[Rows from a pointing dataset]
================================

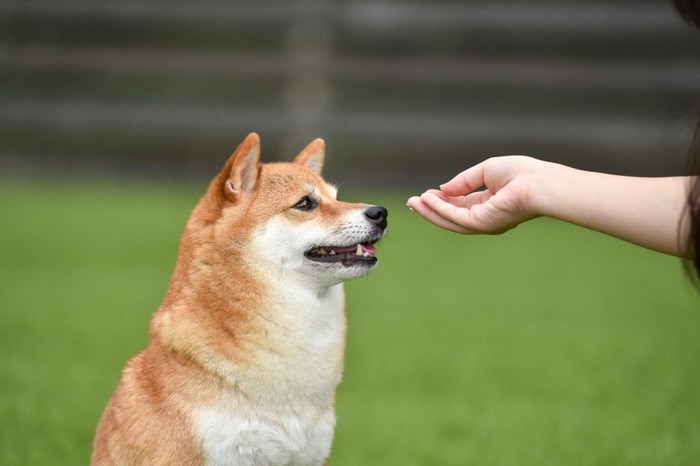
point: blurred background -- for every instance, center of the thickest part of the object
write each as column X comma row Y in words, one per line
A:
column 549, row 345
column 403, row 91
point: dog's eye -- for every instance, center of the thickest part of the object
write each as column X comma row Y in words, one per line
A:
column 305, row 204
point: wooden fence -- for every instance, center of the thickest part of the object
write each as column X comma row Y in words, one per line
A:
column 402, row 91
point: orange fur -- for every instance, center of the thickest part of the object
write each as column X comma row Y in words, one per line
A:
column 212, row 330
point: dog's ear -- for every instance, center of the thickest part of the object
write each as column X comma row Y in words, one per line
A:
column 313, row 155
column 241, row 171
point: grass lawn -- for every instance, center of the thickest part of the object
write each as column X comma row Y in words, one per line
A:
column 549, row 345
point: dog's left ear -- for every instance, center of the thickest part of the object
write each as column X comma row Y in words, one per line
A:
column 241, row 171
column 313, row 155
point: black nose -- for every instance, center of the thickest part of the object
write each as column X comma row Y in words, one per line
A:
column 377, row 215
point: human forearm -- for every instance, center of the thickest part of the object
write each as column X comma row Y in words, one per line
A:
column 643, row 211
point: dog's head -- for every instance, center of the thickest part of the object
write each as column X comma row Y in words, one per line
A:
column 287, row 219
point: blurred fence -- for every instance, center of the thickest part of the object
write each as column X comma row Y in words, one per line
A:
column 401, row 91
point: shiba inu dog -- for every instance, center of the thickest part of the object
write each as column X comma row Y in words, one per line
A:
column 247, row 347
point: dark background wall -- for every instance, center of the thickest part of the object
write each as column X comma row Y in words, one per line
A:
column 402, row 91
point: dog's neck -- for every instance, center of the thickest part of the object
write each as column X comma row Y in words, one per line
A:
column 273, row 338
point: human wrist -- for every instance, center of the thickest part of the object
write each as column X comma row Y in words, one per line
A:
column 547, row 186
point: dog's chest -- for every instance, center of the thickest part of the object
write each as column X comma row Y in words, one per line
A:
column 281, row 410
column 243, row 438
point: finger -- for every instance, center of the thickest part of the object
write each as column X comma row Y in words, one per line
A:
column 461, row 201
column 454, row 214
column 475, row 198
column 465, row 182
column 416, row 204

================================

Extract the full listing exactly, with the pictures left out.

- _Problem solution_:
point: blurred background -- for every instance, center of the thickest part of the object
write each as column X comma row Y in words, one per line
A:
column 549, row 345
column 403, row 91
point: dog's eye -- for every instance, center of the thickest part of the object
write each as column X comma row Y in words, one per line
A:
column 305, row 204
point: wooden fence -- for every instance, center of the thickest part of the object
write each as column X comma row Y in words, one per line
A:
column 402, row 91
point: orange fur -- for every instance, center of the thickest part of the object
write each as column X comma row Y in words, one per line
A:
column 212, row 330
point: dog's ear -- for every instance, center of the thickest part of the object
write each as column X comma row Y in words, one per line
A:
column 313, row 155
column 241, row 171
point: grass lawn -- for every instance, center of the thickest part of the object
write each as column X comma row Y in words, one per line
A:
column 549, row 345
point: dog's left ear -- for every instance, center of the thickest part of the object
write each as column X comma row Y in words, one per line
A:
column 241, row 171
column 313, row 155
point: black nose -- for every instance, center of the thickest part of the object
write each as column X comma row Y in words, one per line
A:
column 377, row 215
point: human forearm -- for every instance, center of the thickest part of the object
write each as column X comma row Y in words, one per line
A:
column 643, row 211
point: dog's head -- for every instance, center of the thickest part of the object
write each as column X comma row Y in words, one per line
A:
column 287, row 219
point: blurred fence -- for every instance, center of the thickest part of the object
write each as column X comma row Y in words, one per line
A:
column 401, row 91
point: shiba inu dog -- for every instance, center of the thickest part of the object
write each as column X comma row Y in words, one per line
A:
column 247, row 347
point: dark background wall -- for every instance, center of the thickest part of the object
write each as column X comma row Y in words, one per line
A:
column 402, row 91
point: dog's neck -- for every instance, center of the thickest part of the object
write each as column X comma row Y in words, one per line
A:
column 273, row 338
point: human wrist -- for every instance, center of the thickest part of the object
write each as column X comma row Y in words, one per line
A:
column 547, row 186
point: dog's chest -- for every instance, center of the thickest part of the object
write each as column X comma row Y in words, one per line
A:
column 281, row 410
column 243, row 438
point: finger -- for every instance, center of the thickest part of the object
write each as column X comma row Y in words, one per line
A:
column 461, row 201
column 454, row 214
column 475, row 198
column 465, row 182
column 416, row 204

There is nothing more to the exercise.